READING TEXT:
::::::::::

- Born: Austin Major Small 25 July 1894 Luton, Bedfordshire
- Died: 15 January 1929 (aged 34) Kensington, London
- Spouse: Yes
- Writing career
- Pen name: Seamark
- Genres: Thriller, detective, science fiction, adventure, romance, western, pulp fiction

= Austin J. Small =

British writer, a.k.a. "Seamark" (1894–1929)

Austin James Small (25 July 1894 – 15 January 1929) was an English writer of thriller, detective, science fiction, adventure, romance, and western novels and short stories. Most of Small's titles appeared in Britain under the pen name Seamark, while his American publisher preferred using the name Austin J. Small. Several film plots were based on his stories.

==Biography==
Small was born Austin Major Small in Luton, Bedfordshire on 25 July 1894. He later changed his name to Arthur James Small. He ran away to sea as a boy and travelled the world, serving in the Royal Navy during the First World War, where he was a champion heavyweight boxer. He met and was inspired to write by Jack London, and adopted the pen name “Seamark” to comply with Admiralty regulations. He began his literary career in the early 1920s publishing new westerns and detective stories in British pulp magazines.

In 1924 he produced a western novel, The Frozen Trail, and three romantic novels in 1925, before publishing Master Vorst The Death Maker (1926), a science fiction novel in which a secret society based in London develops a means of destroying the human species with the help of a bacteriological weapon. He went on to write half a dozen detective novels, another science fiction novel, and many short stories.

::::::::::

WORK INSTRUCTION:
Answer these questions using the text about Austin J. Small.
(a) In which town was Small born?
(b) Under what pen name did most of his titles appear in Britain?
(c) In what year did he produce the western novel The Frozen Trail?

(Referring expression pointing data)
::::::::::

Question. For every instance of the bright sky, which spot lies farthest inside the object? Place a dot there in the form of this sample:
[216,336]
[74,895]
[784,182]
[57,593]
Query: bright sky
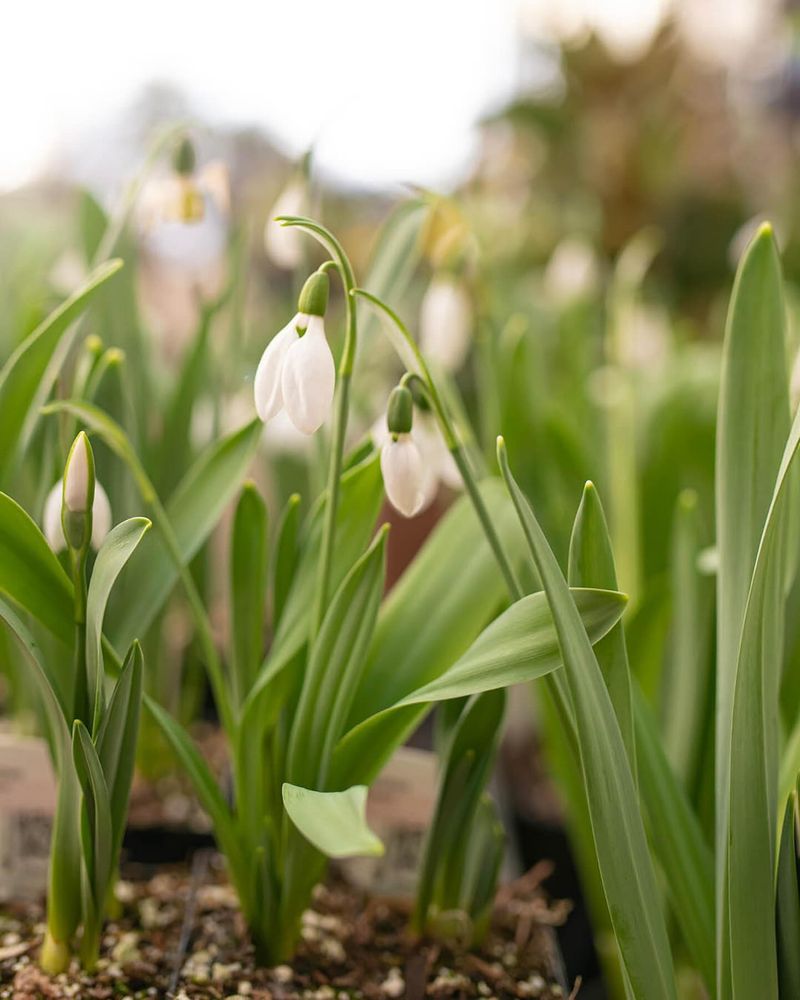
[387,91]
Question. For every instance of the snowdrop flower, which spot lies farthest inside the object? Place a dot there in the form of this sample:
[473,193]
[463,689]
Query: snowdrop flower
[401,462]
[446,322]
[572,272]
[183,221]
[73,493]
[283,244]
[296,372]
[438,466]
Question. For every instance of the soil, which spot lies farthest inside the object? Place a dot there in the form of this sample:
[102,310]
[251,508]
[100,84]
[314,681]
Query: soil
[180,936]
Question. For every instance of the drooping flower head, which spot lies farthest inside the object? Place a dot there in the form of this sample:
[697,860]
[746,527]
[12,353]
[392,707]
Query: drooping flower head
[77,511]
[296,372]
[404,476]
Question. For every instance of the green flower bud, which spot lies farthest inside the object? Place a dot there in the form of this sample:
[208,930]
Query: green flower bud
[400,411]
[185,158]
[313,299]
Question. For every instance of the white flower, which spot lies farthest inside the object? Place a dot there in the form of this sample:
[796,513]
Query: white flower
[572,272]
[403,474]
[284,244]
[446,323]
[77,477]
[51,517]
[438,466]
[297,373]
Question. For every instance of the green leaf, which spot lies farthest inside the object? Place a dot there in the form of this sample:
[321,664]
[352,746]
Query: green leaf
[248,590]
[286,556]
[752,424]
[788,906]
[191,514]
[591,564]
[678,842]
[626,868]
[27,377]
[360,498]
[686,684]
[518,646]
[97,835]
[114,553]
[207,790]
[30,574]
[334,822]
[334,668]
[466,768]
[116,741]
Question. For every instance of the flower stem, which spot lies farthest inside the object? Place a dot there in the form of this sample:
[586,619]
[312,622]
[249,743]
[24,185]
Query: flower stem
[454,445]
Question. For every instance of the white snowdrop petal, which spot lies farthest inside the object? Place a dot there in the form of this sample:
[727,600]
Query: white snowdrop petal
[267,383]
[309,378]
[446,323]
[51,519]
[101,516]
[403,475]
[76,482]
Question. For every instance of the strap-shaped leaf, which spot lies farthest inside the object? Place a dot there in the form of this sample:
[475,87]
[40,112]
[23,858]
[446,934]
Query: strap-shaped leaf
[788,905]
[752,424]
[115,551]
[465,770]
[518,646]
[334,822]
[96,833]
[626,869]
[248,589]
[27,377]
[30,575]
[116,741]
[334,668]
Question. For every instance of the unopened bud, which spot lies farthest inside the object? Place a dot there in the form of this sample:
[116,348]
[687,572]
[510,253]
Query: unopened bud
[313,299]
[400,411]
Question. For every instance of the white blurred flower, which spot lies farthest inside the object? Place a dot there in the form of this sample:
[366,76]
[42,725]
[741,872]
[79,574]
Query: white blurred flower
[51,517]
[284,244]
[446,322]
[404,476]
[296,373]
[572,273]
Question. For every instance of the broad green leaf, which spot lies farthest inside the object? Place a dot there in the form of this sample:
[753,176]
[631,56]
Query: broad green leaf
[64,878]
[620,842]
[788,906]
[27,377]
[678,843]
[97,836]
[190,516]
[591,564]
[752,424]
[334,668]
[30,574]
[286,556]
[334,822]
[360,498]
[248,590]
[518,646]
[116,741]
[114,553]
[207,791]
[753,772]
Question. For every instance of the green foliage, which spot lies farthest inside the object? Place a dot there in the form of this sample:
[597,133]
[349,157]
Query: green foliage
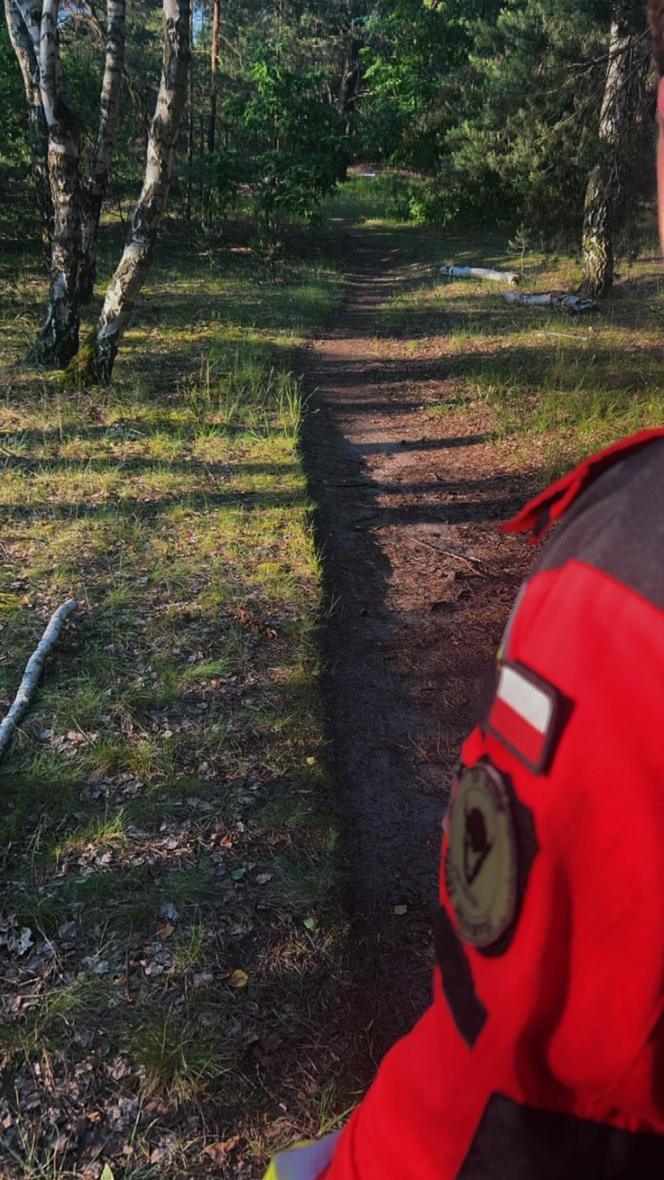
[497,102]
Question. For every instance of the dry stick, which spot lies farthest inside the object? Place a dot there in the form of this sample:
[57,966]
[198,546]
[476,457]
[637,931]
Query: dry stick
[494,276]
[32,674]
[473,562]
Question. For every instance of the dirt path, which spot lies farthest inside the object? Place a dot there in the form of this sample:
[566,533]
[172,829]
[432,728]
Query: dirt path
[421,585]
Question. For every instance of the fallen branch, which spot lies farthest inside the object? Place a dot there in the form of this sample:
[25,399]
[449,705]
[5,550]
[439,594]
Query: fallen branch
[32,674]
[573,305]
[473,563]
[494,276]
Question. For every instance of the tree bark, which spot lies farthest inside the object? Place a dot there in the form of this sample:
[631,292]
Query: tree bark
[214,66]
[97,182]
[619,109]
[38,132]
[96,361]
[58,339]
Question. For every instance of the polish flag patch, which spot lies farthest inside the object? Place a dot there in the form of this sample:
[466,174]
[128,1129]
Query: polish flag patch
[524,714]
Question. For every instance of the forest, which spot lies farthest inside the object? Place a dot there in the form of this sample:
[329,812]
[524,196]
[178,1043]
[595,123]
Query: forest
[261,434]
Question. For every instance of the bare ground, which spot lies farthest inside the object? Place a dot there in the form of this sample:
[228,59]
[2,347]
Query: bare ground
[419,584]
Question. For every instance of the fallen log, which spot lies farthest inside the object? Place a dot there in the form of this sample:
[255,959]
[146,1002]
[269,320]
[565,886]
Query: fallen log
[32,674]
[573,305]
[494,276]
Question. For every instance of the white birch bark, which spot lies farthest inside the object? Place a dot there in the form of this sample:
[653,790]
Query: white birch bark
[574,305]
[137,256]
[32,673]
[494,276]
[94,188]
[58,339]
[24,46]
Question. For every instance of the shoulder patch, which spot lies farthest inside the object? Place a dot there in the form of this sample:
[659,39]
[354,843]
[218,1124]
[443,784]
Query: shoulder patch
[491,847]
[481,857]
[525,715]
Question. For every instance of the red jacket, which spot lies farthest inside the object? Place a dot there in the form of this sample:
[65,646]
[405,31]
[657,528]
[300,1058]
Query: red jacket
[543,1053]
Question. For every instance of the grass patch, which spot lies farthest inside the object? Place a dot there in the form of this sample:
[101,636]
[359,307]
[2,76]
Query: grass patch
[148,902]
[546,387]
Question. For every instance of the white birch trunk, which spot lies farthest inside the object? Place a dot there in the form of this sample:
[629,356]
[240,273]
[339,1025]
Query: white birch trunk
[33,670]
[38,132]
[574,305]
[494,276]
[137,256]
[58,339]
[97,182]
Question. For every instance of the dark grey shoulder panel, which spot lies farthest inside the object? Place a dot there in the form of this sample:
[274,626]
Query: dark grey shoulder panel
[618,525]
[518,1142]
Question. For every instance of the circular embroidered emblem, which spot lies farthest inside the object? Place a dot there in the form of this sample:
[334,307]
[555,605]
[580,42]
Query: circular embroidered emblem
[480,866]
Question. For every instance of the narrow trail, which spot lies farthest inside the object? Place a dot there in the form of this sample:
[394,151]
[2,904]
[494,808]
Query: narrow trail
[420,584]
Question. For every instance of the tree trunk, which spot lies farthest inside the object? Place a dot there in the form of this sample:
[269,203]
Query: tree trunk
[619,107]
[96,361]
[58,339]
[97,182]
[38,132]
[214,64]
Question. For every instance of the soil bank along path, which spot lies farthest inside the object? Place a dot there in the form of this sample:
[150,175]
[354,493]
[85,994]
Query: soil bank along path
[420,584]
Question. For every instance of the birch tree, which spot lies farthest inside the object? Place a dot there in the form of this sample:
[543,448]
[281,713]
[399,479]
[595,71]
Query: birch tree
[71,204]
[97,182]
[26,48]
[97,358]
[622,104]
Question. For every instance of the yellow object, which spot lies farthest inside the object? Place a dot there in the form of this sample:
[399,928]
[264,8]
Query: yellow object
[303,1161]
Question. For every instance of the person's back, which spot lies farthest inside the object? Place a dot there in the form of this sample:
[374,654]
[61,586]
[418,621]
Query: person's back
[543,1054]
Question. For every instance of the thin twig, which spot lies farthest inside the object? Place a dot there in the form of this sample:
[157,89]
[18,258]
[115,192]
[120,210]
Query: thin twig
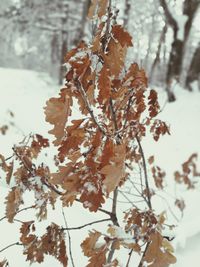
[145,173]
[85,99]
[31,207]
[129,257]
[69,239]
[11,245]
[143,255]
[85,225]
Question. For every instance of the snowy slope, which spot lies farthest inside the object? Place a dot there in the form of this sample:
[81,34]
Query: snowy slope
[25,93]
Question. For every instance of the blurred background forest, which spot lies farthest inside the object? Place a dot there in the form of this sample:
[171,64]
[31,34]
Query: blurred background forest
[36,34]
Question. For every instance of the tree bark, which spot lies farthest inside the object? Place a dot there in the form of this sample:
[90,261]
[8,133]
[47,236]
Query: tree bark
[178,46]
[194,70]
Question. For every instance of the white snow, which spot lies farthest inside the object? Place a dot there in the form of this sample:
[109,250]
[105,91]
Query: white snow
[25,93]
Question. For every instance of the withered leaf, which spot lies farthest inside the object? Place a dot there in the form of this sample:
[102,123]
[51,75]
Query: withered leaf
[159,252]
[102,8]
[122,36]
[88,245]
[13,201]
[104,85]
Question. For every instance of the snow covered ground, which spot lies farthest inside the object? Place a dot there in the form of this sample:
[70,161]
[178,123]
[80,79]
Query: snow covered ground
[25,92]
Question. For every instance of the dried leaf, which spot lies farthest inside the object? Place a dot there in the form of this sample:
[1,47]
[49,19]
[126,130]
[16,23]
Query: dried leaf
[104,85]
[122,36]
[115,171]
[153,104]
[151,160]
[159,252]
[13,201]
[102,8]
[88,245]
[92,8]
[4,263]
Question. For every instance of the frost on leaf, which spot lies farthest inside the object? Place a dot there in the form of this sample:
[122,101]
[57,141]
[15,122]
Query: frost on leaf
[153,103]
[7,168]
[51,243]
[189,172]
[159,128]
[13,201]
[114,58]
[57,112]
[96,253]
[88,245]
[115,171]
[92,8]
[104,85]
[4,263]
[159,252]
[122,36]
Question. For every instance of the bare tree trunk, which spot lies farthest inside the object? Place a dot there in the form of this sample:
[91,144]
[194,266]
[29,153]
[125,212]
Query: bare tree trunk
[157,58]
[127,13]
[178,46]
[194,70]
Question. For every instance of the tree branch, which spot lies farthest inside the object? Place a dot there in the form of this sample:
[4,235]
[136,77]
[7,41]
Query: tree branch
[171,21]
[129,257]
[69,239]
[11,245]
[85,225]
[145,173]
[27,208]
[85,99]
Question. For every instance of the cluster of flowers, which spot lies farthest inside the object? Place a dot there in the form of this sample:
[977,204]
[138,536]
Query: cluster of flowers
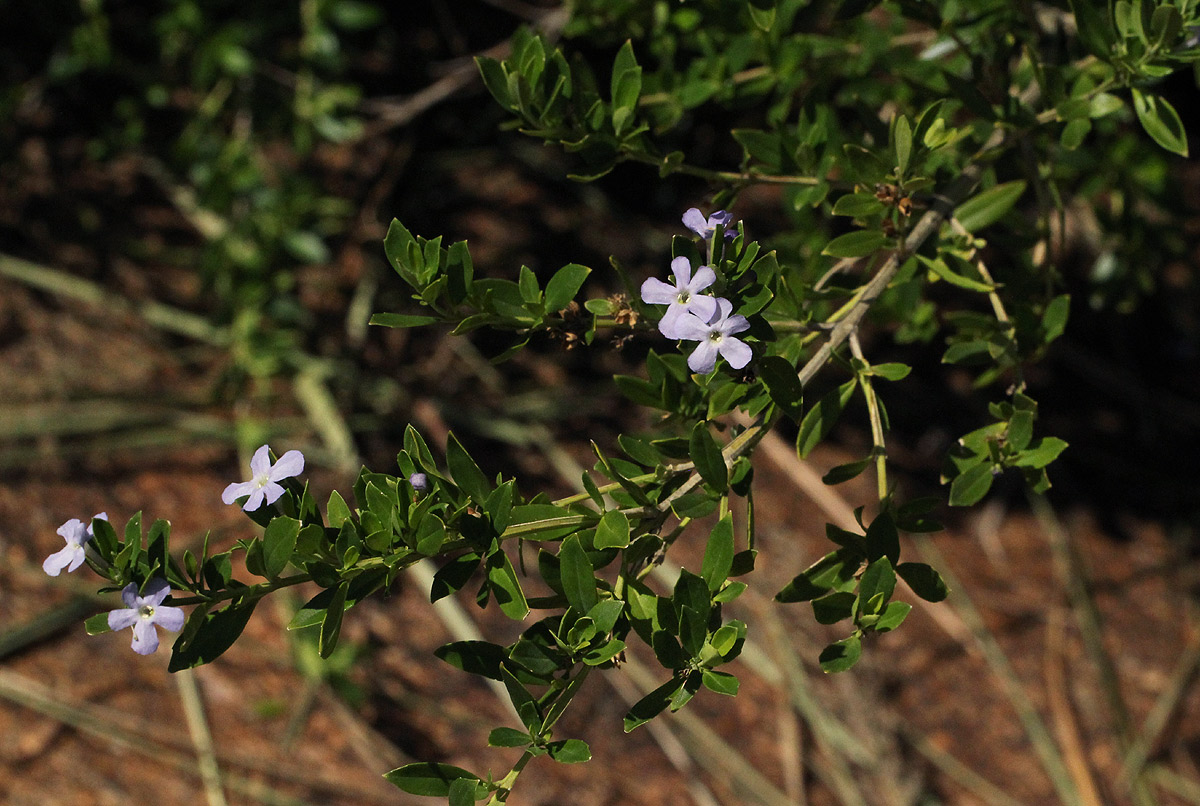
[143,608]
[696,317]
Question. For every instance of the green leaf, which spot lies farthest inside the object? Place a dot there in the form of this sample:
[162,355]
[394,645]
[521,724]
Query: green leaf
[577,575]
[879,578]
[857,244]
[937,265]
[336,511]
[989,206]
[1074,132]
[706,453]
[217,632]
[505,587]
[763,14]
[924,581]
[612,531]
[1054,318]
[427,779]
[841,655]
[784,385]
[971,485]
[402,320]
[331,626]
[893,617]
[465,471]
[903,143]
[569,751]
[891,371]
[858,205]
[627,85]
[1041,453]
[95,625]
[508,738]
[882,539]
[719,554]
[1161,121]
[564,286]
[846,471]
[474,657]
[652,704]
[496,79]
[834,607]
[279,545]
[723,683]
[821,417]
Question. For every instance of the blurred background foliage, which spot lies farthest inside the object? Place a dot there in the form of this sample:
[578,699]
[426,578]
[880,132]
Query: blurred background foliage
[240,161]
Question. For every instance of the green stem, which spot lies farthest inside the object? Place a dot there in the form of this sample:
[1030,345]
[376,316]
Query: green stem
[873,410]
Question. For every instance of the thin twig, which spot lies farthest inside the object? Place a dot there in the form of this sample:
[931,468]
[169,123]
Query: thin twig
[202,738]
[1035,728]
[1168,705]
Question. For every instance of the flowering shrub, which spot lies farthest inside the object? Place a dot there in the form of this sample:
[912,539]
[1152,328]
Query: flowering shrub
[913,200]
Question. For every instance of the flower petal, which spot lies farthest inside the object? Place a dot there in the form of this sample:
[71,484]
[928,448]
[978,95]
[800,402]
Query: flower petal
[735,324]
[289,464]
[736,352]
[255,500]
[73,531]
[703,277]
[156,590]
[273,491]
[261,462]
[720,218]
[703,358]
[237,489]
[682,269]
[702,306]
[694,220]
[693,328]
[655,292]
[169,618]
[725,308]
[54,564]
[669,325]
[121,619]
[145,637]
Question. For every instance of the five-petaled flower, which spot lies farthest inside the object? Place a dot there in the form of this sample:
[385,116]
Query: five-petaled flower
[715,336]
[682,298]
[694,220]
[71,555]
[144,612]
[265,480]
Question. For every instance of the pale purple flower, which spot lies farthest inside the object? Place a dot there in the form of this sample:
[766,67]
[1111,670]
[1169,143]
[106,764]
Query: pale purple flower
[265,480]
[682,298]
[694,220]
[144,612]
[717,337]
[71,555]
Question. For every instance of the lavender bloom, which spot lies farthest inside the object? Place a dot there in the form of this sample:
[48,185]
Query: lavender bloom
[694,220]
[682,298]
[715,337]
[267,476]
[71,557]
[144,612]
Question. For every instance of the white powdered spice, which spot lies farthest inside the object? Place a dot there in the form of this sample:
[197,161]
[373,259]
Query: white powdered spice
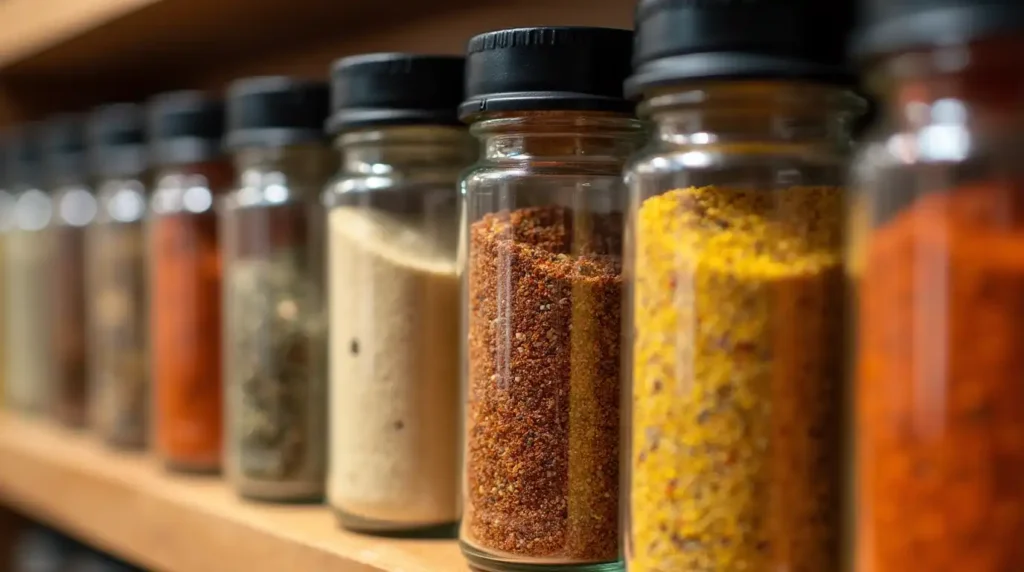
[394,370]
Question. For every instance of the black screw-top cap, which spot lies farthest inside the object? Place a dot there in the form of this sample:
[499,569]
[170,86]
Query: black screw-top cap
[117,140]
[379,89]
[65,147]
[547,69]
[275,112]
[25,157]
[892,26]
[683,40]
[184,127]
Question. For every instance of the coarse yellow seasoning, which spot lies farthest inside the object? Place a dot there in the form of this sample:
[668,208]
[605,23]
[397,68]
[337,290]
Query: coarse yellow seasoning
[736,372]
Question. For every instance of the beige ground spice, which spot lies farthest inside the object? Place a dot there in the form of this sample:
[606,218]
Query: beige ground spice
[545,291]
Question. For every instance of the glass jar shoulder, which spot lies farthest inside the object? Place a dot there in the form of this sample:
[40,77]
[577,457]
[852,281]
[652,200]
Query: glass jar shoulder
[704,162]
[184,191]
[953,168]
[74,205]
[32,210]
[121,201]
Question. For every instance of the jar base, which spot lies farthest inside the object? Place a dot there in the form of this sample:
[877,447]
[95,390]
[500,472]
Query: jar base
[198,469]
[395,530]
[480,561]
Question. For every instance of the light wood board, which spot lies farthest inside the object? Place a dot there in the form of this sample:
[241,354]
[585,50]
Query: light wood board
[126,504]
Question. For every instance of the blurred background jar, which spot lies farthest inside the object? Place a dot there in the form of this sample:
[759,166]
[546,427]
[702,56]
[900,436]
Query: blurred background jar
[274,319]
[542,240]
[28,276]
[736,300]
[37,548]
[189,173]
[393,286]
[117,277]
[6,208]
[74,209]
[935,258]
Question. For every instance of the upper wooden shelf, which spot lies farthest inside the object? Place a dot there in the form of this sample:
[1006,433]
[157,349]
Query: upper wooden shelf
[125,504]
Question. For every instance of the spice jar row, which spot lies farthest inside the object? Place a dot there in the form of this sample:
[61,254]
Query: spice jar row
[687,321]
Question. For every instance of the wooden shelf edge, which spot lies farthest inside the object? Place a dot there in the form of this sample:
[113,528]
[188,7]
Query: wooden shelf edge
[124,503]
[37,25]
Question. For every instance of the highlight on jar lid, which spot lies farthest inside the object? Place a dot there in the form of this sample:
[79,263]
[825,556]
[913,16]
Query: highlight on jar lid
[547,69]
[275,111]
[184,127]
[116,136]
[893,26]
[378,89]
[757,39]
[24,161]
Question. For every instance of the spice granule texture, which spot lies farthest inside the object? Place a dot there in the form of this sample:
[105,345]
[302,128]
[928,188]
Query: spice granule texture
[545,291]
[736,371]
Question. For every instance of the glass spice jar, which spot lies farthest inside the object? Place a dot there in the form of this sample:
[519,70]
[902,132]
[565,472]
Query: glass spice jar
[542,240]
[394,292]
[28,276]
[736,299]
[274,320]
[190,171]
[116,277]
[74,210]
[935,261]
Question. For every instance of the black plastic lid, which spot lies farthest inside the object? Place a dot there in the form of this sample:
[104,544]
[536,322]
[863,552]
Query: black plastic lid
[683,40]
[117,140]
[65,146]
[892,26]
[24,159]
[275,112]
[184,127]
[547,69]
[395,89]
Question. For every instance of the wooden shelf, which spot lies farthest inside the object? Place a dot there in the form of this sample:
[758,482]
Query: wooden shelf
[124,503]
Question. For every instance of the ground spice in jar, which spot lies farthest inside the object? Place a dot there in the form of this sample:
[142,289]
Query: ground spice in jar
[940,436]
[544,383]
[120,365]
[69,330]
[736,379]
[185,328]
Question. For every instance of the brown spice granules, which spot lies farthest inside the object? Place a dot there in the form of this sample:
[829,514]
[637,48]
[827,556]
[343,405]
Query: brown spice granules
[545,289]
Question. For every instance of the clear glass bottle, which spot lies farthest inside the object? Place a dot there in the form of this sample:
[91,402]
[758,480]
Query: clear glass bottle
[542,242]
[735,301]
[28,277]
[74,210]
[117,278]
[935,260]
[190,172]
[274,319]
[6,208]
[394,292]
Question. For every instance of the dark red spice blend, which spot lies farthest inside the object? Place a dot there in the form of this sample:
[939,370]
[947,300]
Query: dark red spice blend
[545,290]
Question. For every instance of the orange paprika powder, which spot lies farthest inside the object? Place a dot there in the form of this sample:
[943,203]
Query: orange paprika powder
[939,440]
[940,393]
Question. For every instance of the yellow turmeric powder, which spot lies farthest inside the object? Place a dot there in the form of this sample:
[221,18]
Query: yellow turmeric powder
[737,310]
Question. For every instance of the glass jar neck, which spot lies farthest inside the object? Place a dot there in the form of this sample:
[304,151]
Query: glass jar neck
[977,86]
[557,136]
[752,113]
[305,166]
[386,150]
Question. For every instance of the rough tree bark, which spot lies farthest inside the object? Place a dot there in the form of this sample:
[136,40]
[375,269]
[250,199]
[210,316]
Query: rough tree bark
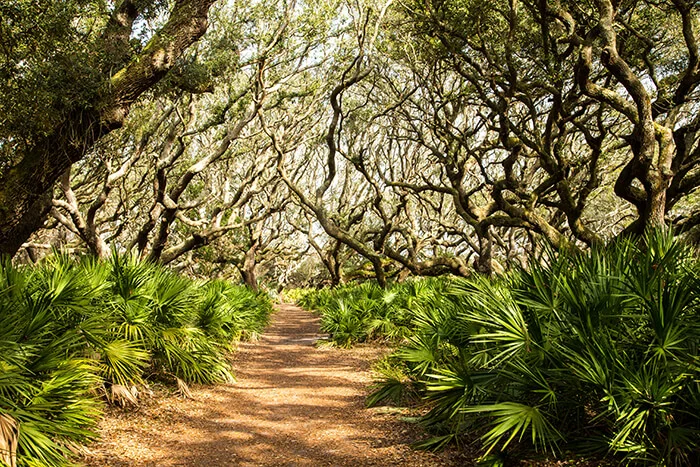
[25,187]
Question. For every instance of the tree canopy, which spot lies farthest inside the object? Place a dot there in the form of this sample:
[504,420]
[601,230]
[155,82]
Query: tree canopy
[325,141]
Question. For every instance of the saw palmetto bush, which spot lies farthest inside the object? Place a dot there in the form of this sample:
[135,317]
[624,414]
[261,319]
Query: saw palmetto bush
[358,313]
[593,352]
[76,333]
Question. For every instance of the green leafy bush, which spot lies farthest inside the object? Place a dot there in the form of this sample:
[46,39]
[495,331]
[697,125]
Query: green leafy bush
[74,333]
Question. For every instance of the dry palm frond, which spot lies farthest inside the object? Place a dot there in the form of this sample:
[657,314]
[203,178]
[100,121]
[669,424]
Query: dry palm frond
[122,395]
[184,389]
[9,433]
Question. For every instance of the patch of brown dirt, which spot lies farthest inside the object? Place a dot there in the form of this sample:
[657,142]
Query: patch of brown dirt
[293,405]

::::::::::

RESULT:
(a) Luton, Bedfordshire
(b) Seamark
(c) 1924